▶ SELECTED EXTRACT:
===
I've tried modifying the code to get the taxonomy table to output, which is where I'm currently stuck:

PS C:\Users\lorel\reference_database_creator> docker run --rm -it `
>>   --volume C:\Users\lorel\reference_database_creator:/data `
>>   --volume C:\Users\lorel\reference_database_creator:/src `
>>   --workdir="/data" `
>>   --cpus 4 `
>>   quay.io/swordfish/crabs:0.1.4 `
>>   crabs assign_tax `
>>     --input amanita_its1pga.fasta `
>>     --output amanita_its1.tsv `
>>     --acc2tax /src/nucl_gb.accession2taxid `
>>     --taxid /src/nodes.dmp `
>>     --name /src/names.dmp

retrieving accession numbers from amanita_its1pga.fasta 96%|█████████████████████████████████████████████████████████████████████████████████████████████████████████████▎ | 760775/793213 [00:00<00:00, 12796342.77it/s]found 2947 accession numbers in amanita_its1pga.fasta reading /src/nucl_gb.accession2taxid into memory Traceback (most recent call last): File "/usr/local/bin/crabs", line 1428, in main() File "/usr/local/bin/crabs", line 1425, in main args.func(args) File "/usr/local/bin/crabs", line 511, in assign_tax acc2tax, taxid, name, no_acc = tax2dict(ACC2TAX, TAXID, NAME, accession) File "/usr/local/bin/function/module_assign_tax.py", line 14, in tax2dict with tqdm(total = os.path.getsize(acc2tax)) as pbar: File "/usr/lib/python3.8/genericpath.py", line 50, in getsize return os.stat(filename).st_size FileNotFoundError: [Errno 2] No such file or directory: '/src/nucl_gb.accession2taxid'

The last line of the error message keeps coming up regardless of how I tweak the code (as long as I haven't messed the code up so badly it doesn't run at all, which has absolutely happened).
===
▶ DATASET CONTENT:
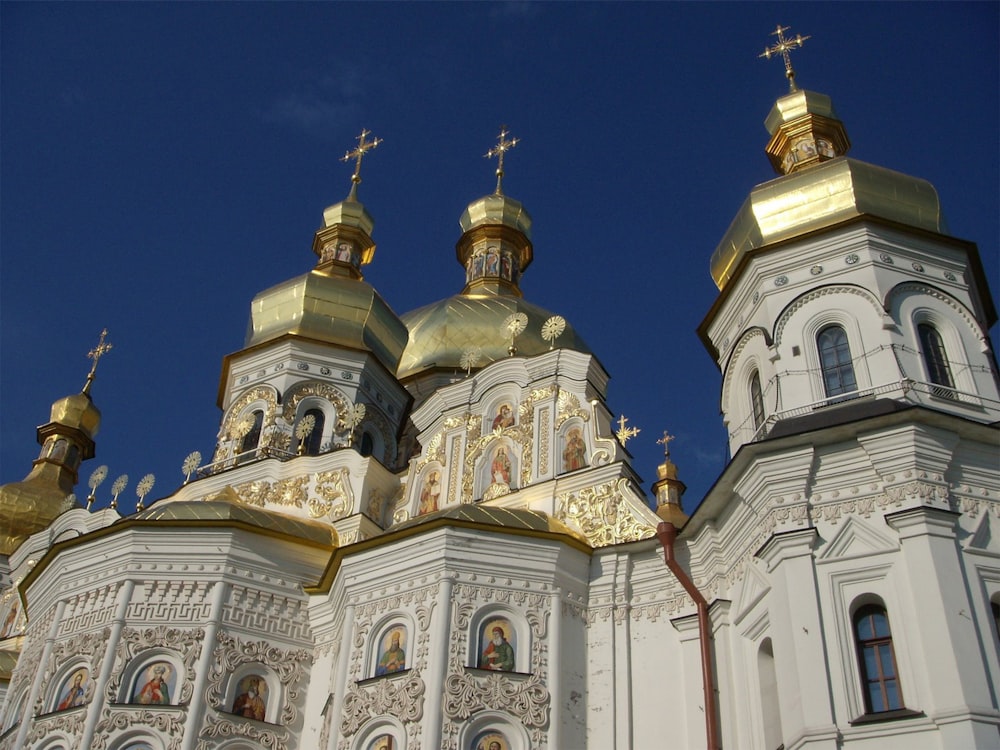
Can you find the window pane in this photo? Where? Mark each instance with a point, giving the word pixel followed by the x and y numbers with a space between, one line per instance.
pixel 875 698
pixel 892 695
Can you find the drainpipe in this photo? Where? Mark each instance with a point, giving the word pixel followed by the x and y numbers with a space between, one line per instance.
pixel 666 532
pixel 668 489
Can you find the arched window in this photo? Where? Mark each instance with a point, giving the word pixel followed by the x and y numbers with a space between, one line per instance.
pixel 935 357
pixel 835 361
pixel 757 400
pixel 770 710
pixel 252 438
pixel 367 444
pixel 877 660
pixel 315 438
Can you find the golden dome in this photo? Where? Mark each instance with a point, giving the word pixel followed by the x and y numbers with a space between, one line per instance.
pixel 334 309
pixel 495 248
pixel 516 519
pixel 496 208
pixel 440 333
pixel 29 506
pixel 820 186
pixel 77 411
pixel 223 509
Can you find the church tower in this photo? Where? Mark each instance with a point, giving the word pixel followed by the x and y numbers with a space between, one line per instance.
pixel 861 398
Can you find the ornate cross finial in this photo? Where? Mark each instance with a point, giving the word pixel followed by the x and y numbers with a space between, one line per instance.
pixel 665 442
pixel 783 47
pixel 95 354
pixel 624 433
pixel 502 147
pixel 363 147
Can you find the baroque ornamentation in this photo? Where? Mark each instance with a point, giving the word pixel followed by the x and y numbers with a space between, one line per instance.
pixel 185 642
pixel 273 736
pixel 402 697
pixel 333 498
pixel 288 664
pixel 603 514
pixel 169 722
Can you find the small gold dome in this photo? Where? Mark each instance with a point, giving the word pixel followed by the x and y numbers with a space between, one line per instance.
pixel 440 333
pixel 494 209
pixel 330 308
pixel 820 197
pixel 77 411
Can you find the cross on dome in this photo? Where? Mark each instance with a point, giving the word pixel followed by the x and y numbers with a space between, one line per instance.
pixel 359 152
pixel 502 147
pixel 783 47
pixel 95 354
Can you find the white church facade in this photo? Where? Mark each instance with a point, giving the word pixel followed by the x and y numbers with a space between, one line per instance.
pixel 422 531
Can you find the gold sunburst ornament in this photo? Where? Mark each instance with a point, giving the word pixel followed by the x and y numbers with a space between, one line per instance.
pixel 553 328
pixel 142 489
pixel 624 434
pixel 470 358
pixel 303 430
pixel 514 324
pixel 191 463
pixel 99 475
pixel 117 488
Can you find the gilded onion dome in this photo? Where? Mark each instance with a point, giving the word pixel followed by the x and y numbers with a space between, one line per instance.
pixel 67 439
pixel 494 249
pixel 819 186
pixel 332 303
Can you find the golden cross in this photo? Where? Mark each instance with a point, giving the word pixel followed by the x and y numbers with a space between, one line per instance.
pixel 625 433
pixel 358 153
pixel 502 147
pixel 783 47
pixel 665 442
pixel 95 354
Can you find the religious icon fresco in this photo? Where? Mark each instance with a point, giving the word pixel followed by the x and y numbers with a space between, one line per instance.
pixel 156 685
pixel 430 493
pixel 73 691
pixel 251 697
pixel 575 452
pixel 504 417
pixel 392 653
pixel 491 740
pixel 497 645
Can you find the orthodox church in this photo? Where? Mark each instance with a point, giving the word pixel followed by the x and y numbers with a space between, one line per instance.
pixel 423 531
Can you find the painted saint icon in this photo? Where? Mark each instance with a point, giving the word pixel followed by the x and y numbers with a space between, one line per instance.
pixel 74 690
pixel 392 656
pixel 250 694
pixel 504 417
pixel 500 466
pixel 497 651
pixel 491 741
pixel 430 493
pixel 575 452
pixel 156 687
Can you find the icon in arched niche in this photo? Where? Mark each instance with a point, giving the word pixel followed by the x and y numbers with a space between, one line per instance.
pixel 251 696
pixel 156 684
pixel 73 691
pixel 430 493
pixel 392 653
pixel 575 452
pixel 10 621
pixel 491 740
pixel 500 466
pixel 504 417
pixel 498 643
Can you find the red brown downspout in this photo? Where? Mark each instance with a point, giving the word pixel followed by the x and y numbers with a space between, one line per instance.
pixel 666 532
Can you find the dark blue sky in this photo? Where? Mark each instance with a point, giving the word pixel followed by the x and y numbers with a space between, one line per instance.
pixel 163 162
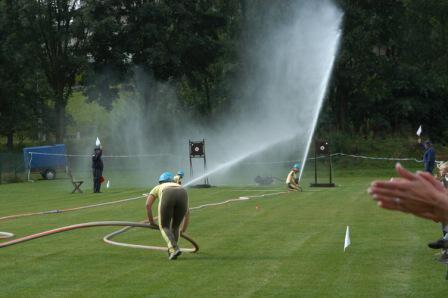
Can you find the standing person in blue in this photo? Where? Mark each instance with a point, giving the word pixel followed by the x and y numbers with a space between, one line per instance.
pixel 429 157
pixel 97 167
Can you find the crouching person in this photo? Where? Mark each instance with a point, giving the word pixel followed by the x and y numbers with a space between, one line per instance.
pixel 172 211
pixel 292 181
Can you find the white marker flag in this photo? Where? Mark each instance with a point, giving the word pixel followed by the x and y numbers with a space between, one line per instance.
pixel 347 238
pixel 419 130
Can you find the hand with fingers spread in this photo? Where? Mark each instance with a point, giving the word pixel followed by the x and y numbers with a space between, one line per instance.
pixel 420 194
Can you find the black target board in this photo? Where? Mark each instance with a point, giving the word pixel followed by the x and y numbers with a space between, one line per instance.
pixel 323 153
pixel 196 149
pixel 322 147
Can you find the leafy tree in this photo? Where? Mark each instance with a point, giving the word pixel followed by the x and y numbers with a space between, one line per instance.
pixel 60 36
pixel 20 97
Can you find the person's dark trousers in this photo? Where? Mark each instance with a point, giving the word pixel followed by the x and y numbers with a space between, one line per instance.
pixel 97 173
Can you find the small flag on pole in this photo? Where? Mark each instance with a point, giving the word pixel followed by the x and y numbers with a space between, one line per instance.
pixel 347 238
pixel 419 130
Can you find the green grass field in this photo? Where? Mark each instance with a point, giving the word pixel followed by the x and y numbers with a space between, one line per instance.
pixel 291 245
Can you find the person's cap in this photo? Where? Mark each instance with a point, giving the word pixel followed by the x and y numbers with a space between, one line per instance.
pixel 166 177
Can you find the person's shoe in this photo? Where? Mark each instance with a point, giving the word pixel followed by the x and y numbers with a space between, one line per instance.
pixel 174 254
pixel 439 244
pixel 444 257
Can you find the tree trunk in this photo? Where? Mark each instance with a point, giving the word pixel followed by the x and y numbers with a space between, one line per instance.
pixel 60 121
pixel 10 140
pixel 208 104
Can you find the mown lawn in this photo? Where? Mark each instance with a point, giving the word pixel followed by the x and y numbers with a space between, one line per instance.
pixel 289 244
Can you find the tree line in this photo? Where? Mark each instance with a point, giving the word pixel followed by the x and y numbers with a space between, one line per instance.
pixel 390 75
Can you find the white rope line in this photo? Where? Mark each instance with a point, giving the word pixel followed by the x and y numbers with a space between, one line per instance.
pixel 336 155
pixel 5 235
pixel 104 156
pixel 377 158
pixel 246 198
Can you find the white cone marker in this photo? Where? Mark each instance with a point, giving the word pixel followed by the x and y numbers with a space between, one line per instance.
pixel 347 238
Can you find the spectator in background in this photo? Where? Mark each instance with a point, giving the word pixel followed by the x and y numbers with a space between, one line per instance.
pixel 429 157
pixel 97 167
pixel 442 243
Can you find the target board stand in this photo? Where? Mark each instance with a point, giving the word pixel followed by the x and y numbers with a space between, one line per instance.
pixel 322 150
pixel 197 150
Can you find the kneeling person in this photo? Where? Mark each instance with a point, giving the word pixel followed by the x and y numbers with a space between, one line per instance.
pixel 292 181
pixel 178 178
pixel 173 209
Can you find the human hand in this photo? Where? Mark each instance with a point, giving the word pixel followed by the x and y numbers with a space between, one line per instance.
pixel 419 194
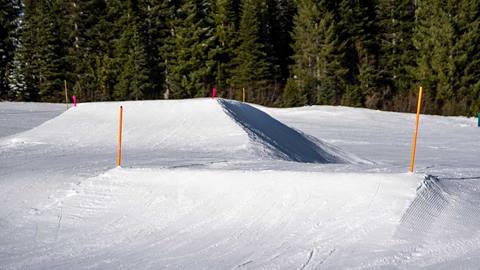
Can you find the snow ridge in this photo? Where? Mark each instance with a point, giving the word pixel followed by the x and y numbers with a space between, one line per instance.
pixel 281 141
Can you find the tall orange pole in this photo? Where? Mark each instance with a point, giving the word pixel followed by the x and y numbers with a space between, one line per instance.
pixel 414 148
pixel 120 137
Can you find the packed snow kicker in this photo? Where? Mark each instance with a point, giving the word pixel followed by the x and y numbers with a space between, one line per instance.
pixel 219 184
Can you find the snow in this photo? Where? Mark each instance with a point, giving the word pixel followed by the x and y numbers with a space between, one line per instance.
pixel 218 184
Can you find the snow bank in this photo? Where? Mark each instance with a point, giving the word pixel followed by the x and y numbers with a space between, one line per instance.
pixel 209 219
pixel 280 140
pixel 197 127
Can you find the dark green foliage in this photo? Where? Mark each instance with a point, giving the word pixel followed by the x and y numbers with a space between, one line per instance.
pixel 253 70
pixel 372 53
pixel 319 72
pixel 9 12
pixel 396 52
pixel 191 69
pixel 446 39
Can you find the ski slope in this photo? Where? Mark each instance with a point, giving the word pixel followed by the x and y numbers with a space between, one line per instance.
pixel 219 184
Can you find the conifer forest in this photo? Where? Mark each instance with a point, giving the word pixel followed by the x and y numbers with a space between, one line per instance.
pixel 369 53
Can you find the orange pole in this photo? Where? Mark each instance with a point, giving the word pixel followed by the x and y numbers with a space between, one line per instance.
pixel 414 148
pixel 120 138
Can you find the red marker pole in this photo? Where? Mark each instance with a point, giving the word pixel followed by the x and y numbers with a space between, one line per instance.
pixel 119 156
pixel 214 92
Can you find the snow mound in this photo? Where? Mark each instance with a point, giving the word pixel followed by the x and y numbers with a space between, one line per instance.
pixel 198 128
pixel 281 141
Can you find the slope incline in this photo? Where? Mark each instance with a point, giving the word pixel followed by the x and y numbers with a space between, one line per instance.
pixel 281 141
pixel 184 130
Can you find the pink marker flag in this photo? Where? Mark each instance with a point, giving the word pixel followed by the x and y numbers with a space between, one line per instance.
pixel 214 92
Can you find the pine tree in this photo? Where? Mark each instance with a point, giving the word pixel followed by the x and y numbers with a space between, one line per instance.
pixel 253 69
pixel 434 39
pixel 9 13
pixel 40 54
pixel 319 72
pixel 396 52
pixel 133 73
pixel 227 20
pixel 191 71
pixel 357 23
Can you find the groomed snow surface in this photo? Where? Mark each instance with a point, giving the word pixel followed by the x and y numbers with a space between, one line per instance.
pixel 219 184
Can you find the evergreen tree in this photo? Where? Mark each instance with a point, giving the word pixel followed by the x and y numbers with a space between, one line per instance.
pixel 40 53
pixel 434 39
pixel 9 12
pixel 192 69
pixel 227 20
pixel 357 23
pixel 396 52
pixel 133 81
pixel 319 72
pixel 253 69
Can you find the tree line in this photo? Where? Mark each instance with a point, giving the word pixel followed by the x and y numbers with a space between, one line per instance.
pixel 371 53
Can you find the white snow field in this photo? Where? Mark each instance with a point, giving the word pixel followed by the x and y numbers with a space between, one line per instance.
pixel 219 184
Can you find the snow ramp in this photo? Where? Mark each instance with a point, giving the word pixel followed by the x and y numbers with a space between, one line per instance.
pixel 188 129
pixel 281 141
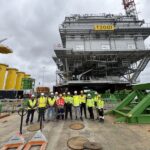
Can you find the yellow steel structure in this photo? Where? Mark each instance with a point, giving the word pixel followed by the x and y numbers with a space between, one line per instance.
pixel 104 27
pixel 20 76
pixel 3 68
pixel 11 79
pixel 27 76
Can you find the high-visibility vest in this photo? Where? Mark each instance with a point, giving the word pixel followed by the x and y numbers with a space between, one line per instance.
pixel 76 100
pixel 60 102
pixel 90 102
pixel 96 98
pixel 32 103
pixel 51 101
pixel 82 98
pixel 42 102
pixel 64 97
pixel 69 99
pixel 100 103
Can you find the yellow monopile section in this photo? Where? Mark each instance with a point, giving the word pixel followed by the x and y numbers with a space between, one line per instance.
pixel 3 68
pixel 27 76
pixel 11 79
pixel 20 76
pixel 5 50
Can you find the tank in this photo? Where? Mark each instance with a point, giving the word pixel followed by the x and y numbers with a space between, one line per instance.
pixel 3 68
pixel 11 79
pixel 44 90
pixel 20 76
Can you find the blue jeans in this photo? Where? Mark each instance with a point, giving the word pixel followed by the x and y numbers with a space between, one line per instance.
pixel 50 113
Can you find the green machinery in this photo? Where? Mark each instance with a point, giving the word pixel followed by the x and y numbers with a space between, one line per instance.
pixel 135 107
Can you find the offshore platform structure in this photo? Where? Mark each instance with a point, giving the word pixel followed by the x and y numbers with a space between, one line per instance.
pixel 103 51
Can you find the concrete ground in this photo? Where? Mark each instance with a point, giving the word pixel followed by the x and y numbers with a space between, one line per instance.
pixel 111 136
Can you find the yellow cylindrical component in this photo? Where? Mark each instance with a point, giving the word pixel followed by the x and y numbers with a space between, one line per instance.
pixel 11 79
pixel 27 76
pixel 20 76
pixel 3 68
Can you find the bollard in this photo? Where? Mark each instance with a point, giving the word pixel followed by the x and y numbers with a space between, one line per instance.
pixel 21 112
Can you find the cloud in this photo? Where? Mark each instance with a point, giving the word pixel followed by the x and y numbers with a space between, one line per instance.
pixel 31 27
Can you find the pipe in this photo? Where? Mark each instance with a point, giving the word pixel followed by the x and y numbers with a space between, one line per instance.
pixel 3 68
pixel 20 76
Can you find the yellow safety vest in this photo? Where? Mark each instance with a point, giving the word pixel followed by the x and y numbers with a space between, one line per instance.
pixel 32 103
pixel 90 103
pixel 76 100
pixel 64 97
pixel 69 99
pixel 51 101
pixel 82 98
pixel 42 102
pixel 100 103
pixel 95 98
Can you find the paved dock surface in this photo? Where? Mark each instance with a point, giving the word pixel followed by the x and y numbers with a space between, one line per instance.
pixel 110 135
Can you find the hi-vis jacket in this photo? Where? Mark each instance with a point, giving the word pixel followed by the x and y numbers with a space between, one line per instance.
pixel 42 101
pixel 51 101
pixel 76 101
pixel 90 102
pixel 82 98
pixel 31 104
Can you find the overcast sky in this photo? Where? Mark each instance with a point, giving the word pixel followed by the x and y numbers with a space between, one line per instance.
pixel 31 27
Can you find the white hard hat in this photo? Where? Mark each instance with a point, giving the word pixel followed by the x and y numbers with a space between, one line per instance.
pixel 42 94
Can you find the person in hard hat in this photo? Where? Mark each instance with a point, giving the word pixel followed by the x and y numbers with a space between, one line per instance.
pixel 42 103
pixel 90 105
pixel 60 102
pixel 100 106
pixel 64 97
pixel 51 107
pixel 32 103
pixel 82 98
pixel 76 104
pixel 56 95
pixel 95 104
pixel 69 101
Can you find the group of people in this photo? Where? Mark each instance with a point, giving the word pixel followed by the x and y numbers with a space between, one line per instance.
pixel 60 105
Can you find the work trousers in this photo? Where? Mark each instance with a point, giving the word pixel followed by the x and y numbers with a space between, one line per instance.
pixel 101 114
pixel 83 107
pixel 77 111
pixel 68 110
pixel 30 113
pixel 41 114
pixel 60 113
pixel 50 113
pixel 90 109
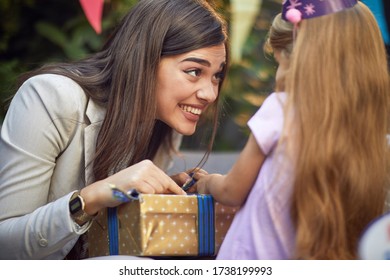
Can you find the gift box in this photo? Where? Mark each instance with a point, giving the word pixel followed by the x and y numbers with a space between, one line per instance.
pixel 161 226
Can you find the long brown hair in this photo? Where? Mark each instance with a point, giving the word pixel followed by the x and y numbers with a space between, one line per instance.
pixel 122 76
pixel 338 92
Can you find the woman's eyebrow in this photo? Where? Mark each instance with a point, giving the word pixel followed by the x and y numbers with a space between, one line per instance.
pixel 198 60
pixel 202 61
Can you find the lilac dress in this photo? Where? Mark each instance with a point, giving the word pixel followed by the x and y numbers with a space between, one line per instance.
pixel 262 228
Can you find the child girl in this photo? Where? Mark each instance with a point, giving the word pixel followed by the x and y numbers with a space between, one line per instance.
pixel 314 171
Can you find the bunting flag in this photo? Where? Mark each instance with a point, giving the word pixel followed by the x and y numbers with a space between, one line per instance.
pixel 93 10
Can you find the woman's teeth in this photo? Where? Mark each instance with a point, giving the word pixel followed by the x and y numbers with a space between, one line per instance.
pixel 195 111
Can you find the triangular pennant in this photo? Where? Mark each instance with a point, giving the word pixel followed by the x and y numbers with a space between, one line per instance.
pixel 93 10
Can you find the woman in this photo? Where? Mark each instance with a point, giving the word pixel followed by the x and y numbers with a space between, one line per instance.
pixel 75 134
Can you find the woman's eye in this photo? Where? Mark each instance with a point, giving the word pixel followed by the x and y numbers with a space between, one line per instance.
pixel 219 76
pixel 194 72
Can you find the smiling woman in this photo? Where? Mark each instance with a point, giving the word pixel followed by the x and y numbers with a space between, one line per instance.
pixel 76 131
pixel 196 76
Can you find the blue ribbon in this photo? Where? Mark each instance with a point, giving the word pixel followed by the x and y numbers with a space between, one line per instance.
pixel 206 227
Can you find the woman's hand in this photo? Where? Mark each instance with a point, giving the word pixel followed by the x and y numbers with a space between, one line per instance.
pixel 145 177
pixel 184 178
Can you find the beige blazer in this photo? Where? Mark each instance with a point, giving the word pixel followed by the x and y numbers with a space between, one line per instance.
pixel 47 142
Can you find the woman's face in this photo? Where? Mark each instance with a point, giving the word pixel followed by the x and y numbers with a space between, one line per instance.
pixel 187 84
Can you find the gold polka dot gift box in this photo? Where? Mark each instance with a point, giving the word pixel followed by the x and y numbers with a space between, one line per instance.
pixel 161 226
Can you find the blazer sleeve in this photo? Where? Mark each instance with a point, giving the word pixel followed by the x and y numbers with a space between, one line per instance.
pixel 38 125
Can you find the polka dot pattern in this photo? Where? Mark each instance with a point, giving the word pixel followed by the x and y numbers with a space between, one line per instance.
pixel 158 225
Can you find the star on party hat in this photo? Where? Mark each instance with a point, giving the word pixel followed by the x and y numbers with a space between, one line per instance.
pixel 296 10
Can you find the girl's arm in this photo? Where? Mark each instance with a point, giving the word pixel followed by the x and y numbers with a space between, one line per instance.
pixel 233 188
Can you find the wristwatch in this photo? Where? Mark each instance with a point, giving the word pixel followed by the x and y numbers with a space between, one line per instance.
pixel 76 208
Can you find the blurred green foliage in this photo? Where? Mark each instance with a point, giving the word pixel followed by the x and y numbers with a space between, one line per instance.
pixel 34 32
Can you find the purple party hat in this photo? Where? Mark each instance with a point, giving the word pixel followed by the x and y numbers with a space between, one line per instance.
pixel 296 10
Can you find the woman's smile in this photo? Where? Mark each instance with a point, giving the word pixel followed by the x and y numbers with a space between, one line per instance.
pixel 187 84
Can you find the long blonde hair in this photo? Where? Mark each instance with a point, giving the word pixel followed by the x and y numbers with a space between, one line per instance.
pixel 338 87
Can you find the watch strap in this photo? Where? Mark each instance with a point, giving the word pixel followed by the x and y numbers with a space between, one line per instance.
pixel 76 208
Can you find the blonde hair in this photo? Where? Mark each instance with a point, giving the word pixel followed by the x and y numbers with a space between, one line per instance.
pixel 338 87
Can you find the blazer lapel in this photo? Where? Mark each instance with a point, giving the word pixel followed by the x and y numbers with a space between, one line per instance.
pixel 95 114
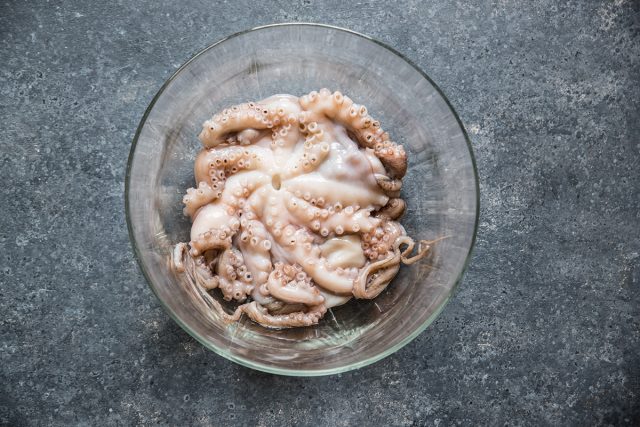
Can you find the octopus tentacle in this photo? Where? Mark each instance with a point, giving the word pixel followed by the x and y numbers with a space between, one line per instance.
pixel 366 130
pixel 334 191
pixel 198 197
pixel 212 239
pixel 315 151
pixel 261 315
pixel 289 283
pixel 235 280
pixel 377 243
pixel 255 245
pixel 366 288
pixel 217 164
pixel 332 219
pixel 198 268
pixel 393 210
pixel 295 206
pixel 391 187
pixel 234 119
===
▶ EXERCISE DESCRIPTION: From the forum post above about the Docker error, reproduce word for word the stretch from "The last line" through "has absolutely happened).".

▶ FINAL RESULT:
The last line of the error message keeps coming up regardless of how I tweak the code (as long as I haven't messed the code up so badly it doesn't run at all, which has absolutely happened).